— Your task —
Every line containing the word "element" must be pulled from the records.

(The data)

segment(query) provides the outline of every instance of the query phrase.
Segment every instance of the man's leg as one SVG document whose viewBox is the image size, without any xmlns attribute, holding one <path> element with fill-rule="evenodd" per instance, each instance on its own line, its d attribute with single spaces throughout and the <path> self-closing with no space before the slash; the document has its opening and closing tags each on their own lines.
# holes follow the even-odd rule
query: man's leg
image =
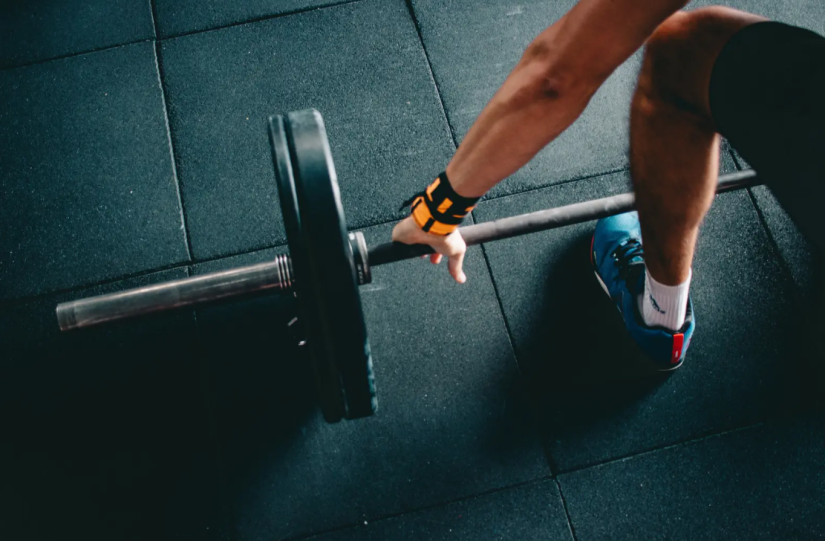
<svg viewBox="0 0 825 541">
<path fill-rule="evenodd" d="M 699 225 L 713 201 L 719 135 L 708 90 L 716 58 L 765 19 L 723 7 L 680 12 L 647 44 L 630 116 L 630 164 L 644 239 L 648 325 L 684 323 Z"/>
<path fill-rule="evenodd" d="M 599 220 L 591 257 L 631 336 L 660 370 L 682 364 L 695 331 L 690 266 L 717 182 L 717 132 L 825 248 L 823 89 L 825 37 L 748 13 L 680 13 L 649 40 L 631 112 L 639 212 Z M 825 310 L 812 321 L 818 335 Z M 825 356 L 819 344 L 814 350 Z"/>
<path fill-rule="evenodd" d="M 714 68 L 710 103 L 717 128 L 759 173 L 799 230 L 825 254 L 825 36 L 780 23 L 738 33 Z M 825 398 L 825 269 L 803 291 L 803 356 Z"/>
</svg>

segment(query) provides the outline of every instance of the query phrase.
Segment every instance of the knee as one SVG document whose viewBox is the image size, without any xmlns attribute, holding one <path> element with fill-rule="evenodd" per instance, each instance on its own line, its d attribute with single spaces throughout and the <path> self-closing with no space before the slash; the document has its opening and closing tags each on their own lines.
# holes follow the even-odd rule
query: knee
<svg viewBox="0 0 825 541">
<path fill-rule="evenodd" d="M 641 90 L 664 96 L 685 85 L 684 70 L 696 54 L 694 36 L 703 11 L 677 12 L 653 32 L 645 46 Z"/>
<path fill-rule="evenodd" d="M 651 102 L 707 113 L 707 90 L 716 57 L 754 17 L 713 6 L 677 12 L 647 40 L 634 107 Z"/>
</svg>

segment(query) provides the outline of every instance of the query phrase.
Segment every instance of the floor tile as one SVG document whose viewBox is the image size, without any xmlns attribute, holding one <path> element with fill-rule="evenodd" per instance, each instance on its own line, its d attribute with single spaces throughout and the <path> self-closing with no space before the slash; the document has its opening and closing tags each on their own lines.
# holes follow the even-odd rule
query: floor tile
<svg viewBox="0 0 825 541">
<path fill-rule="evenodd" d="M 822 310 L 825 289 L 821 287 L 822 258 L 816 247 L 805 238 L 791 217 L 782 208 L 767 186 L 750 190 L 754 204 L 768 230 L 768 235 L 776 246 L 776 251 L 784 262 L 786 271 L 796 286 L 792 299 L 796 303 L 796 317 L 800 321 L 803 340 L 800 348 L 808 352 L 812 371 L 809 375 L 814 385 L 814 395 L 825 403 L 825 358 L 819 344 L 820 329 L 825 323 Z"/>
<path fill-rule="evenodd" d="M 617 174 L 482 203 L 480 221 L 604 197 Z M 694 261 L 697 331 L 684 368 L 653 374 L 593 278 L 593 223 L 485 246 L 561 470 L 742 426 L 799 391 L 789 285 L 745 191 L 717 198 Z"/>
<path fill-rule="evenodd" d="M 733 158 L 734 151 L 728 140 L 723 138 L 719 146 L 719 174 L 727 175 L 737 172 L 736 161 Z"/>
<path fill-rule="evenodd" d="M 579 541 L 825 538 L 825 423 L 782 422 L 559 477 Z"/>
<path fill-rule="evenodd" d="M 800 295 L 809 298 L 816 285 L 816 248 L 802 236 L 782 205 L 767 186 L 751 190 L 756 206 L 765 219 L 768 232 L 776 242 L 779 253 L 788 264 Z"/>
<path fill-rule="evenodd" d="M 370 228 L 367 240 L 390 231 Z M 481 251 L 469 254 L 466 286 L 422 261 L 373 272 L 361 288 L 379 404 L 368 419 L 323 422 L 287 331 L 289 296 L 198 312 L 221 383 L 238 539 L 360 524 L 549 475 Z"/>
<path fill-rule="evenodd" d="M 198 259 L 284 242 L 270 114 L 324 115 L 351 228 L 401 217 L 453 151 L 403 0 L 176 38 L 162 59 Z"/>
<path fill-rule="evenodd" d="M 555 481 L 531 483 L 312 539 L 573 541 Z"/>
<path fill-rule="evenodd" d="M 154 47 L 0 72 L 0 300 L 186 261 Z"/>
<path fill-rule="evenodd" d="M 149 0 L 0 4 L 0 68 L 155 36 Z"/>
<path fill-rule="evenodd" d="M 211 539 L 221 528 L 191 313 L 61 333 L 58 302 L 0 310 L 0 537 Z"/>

(End The data)

— Expected answer —
Segment every instance of the man's leg as one SVG document whose viewBox is the image size, without any xmlns attribute, holding one <path> element with fill-rule="evenodd" per instance, each instance on its own line, its d attribute with single spaces throughout and the <path> self-closing with no space before the slash; the document has its opening and closing tags each on their own lines.
Segment every instance of the knee as one SVG document whose viewBox is the image size, without any xmlns attribute, holding one <path> element with fill-rule="evenodd" per instance, each instance on its own line, its d attribute with single spaces throughout and the <path> self-closing with no space before the slash; the document has its opening and closing tags each on their own lines.
Segment every instance of the floor tile as one SVG document whose viewBox is the image size, without any xmlns attribute, holding one <path> element with fill-rule="evenodd" per instance, each instance on its own line, its d attribute with single spaces throughout and the <path> self-closing with no space before the slash; the document has its opening and closing tags each on their own lines.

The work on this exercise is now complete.